Given exercise - Copy the listing below line for line, changing nothing.

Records

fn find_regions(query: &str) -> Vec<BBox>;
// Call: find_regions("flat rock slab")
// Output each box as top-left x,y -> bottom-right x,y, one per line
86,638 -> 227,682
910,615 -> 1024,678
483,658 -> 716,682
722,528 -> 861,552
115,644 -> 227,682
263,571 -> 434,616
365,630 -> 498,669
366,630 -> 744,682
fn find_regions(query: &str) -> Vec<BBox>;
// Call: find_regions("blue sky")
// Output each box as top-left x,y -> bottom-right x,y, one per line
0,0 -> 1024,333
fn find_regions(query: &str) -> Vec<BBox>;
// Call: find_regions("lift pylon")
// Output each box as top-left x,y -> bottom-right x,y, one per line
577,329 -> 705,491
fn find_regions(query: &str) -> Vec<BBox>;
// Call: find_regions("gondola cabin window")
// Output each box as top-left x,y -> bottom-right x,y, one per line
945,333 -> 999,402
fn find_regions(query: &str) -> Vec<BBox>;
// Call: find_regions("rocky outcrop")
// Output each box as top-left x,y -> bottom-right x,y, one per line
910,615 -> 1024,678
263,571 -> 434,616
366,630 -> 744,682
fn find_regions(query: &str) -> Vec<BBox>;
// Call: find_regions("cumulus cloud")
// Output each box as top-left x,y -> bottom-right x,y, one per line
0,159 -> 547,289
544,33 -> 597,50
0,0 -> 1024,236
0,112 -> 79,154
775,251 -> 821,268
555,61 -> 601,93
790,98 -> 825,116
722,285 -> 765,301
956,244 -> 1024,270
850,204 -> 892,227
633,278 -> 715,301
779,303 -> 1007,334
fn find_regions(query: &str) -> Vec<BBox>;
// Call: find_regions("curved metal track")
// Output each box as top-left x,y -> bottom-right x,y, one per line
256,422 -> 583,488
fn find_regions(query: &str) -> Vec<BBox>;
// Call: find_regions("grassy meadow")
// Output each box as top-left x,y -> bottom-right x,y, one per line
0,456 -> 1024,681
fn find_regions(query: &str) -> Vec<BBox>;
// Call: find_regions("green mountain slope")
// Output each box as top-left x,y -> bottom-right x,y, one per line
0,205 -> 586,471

Worked solution -
fn find_regions(query: &str) -> Vec<BBox>;
// Call: find_regions("flat rock slab")
// Output each box as top-left x,y -> bottom-right x,y, one per line
86,638 -> 227,682
910,615 -> 1024,678
483,658 -> 716,682
722,528 -> 861,552
115,644 -> 227,682
263,571 -> 434,616
365,630 -> 498,669
366,630 -> 744,682
fn find_regions(query: &str) -> Vec<BBox>;
// Call: find_regions("blue sky")
// Output each box as top-left x,y -> bottom-right x,y, one per line
0,0 -> 1024,333
fn find_regions(query: &str) -> Vec<BBox>;
// Call: find_regions("lift pylon")
// Output each box as top-left x,y -> bottom-right x,y, one per line
577,329 -> 705,491
fn find_regions(query: &str) -> Vec<BBox>;
// Call: find_regions("gondola cabin window")
// Output each box as top-left x,y -> bottom-right x,y, one per line
945,333 -> 999,402
fn find_regions(query: &str) -> Vec<BBox>;
// Call: find_regions("rocky outcrop")
// Output each box as top-left x,y -> bottom-right x,y, one per line
910,615 -> 1024,678
263,571 -> 434,616
366,630 -> 744,682
fn find_regions(query: &str) -> Vec<BBox>;
// Call: find_regions("cumulus cloud")
// Output each box as top-left x,y -> bottom-right x,y, one per line
0,159 -> 547,289
544,33 -> 597,50
0,0 -> 1024,236
0,112 -> 79,154
775,251 -> 821,268
555,61 -> 601,93
790,98 -> 825,116
722,285 -> 765,301
956,244 -> 1024,270
850,204 -> 892,227
633,278 -> 715,301
779,303 -> 1007,334
fn find_regions(query: &str) -> Vec<BBox>;
// Call: find_regions("curved metal track")
// Output each box as top-left x,y -> bottom-right x,y, one per line
256,422 -> 583,488
fn find_regions(query: &str) -> Vec<BBox>;
// Call: find_regions("grassy meadow")
// Output each box as top-left x,y -> bottom-right x,y, one per line
0,456 -> 1024,681
fn find_regions(query: &str) -> Vec<BBox>;
// Call: find_regions("green mountain slope")
// Output each box as top-left x,y -> bottom-right x,y, one per line
0,205 -> 586,471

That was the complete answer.